Record list
-- Start --
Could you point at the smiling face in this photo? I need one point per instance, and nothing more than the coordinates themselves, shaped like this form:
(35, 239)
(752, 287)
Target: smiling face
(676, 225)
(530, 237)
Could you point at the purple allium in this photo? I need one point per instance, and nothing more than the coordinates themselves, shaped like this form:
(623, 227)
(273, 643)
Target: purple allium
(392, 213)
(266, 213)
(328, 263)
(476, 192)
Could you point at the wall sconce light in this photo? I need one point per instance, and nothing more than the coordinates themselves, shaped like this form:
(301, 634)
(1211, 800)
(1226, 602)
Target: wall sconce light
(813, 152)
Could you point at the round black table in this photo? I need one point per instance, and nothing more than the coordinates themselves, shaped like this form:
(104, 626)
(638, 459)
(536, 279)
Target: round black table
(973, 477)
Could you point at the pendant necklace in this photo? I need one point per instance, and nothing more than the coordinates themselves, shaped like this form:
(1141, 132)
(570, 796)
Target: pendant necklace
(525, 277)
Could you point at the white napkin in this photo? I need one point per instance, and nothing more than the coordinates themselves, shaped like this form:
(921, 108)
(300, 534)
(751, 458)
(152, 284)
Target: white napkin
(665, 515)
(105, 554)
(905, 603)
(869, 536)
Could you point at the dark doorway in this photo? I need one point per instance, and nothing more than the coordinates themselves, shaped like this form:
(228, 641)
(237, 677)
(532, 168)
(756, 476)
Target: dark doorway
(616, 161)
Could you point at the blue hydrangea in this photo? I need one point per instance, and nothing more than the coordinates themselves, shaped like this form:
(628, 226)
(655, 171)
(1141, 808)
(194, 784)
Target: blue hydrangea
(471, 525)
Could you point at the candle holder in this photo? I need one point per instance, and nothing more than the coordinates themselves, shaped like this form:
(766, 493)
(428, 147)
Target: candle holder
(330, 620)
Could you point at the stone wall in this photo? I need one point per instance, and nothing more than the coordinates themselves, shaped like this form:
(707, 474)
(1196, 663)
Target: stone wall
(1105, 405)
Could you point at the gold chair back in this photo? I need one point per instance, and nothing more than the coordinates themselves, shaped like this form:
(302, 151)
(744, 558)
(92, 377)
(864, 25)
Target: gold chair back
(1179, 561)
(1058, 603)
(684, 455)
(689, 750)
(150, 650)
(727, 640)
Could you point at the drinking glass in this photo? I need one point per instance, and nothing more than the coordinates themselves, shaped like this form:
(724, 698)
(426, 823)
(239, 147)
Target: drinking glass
-- End --
Stated exercise
Turn the data above into a Markdown table with the columns Row and Text. Number the non-blank lines in order, skip any blank ones, and put each line's words beside its number.

Answer to the task
| Row | Text |
|---|---|
| 1 | Could you point at the smiling face in this photo? I need one point per instance, and nothing more than the coordinates themselves, shaped like this form: |
| 2 | (35, 239) |
| 3 | (752, 287) |
| 4 | Target: smiling face |
| 5 | (676, 225) |
| 6 | (530, 237) |
| 7 | Could you point at the purple allium in this photo? I need one point per instance, and nothing more than the coordinates themselves, shaped like this form: |
| 8 | (623, 227) |
| 9 | (273, 643) |
| 10 | Target: purple allium |
| 11 | (392, 213) |
| 12 | (266, 213) |
| 13 | (328, 263) |
| 14 | (476, 192) |
| 15 | Could you point at the wall sconce light in this photo? I need one point per instance, and nothing more than the coordinates themselves, shaped like this form: |
| 16 | (301, 634) |
| 17 | (1211, 800) |
| 18 | (1226, 602) |
| 19 | Target: wall sconce light |
| 20 | (813, 152) |
| 21 | Could you point at the round black table in this photo? I need one point per instance, and nothing more than the coordinates themselves, shaped like this form: |
| 22 | (104, 626) |
| 23 | (638, 459) |
| 24 | (536, 279) |
| 25 | Target: round black table |
| 26 | (973, 477) |
| 27 | Could you point at the pendant necklace in this photo? I need one point per instance, and nothing more than the coordinates themselves, shaped like this form: |
| 28 | (1141, 132) |
| 29 | (570, 796) |
| 30 | Target: pendant necklace |
| 31 | (525, 277) |
| 32 | Could you point at the white napkin in this photo? I need one point per instance, and nothing more than the coordinates themselves, shaped like this form: |
| 33 | (921, 108) |
| 34 | (300, 534) |
| 35 | (751, 458) |
| 36 | (152, 284) |
| 37 | Target: white napkin |
| 38 | (665, 515) |
| 39 | (105, 554) |
| 40 | (905, 603) |
| 41 | (869, 536) |
| 42 | Could you point at the dark doorway in this photo? I need one point per instance, and nothing more than the coordinates themselves, shaped like this form: |
| 43 | (228, 641) |
| 44 | (237, 677) |
| 45 | (532, 168) |
| 46 | (756, 476) |
| 47 | Target: dark doorway |
| 48 | (616, 161) |
| 49 | Could you point at the blue hydrangea in this photo? I need one point per instance, and nothing more than the coordinates themselves, shaped like this form: |
| 50 | (628, 226) |
| 51 | (655, 171) |
| 52 | (1141, 808) |
| 53 | (194, 784) |
| 54 | Target: blue hydrangea |
| 55 | (471, 525) |
| 56 | Could you point at the candle holder in this photo? I need one point per instance, and nothing more than the coordinates themselves, shaped like this form: |
| 57 | (766, 493) |
| 58 | (428, 147) |
| 59 | Target: candle holder |
| 60 | (330, 620) |
| 61 | Could you point at the stone wall in this photo? I need one point per instance, and nothing more than the coordinates themselves, shaped like this form: |
| 62 | (707, 474) |
| 63 | (1196, 663) |
| 64 | Target: stone wall |
| 65 | (1105, 405) |
| 66 | Could you point at the gold chair back in this photo? I need one point per instance, and nothing more than the coordinates themselves, shaped like this form: |
| 67 | (302, 151) |
| 68 | (744, 558) |
| 69 | (92, 377) |
| 70 | (864, 25) |
| 71 | Target: gold chair back |
| 72 | (1179, 561) |
| 73 | (1058, 603) |
| 74 | (684, 455) |
| 75 | (689, 750) |
| 76 | (150, 650) |
| 77 | (727, 640) |
| 78 | Could you point at the drinking glass in this photo? I need one point per instance, and nothing more than the coordinates themselves, shaped like this form: |
| 79 | (724, 698) |
| 80 | (426, 823) |
| 81 | (239, 147) |
| 82 | Target: drinking glass |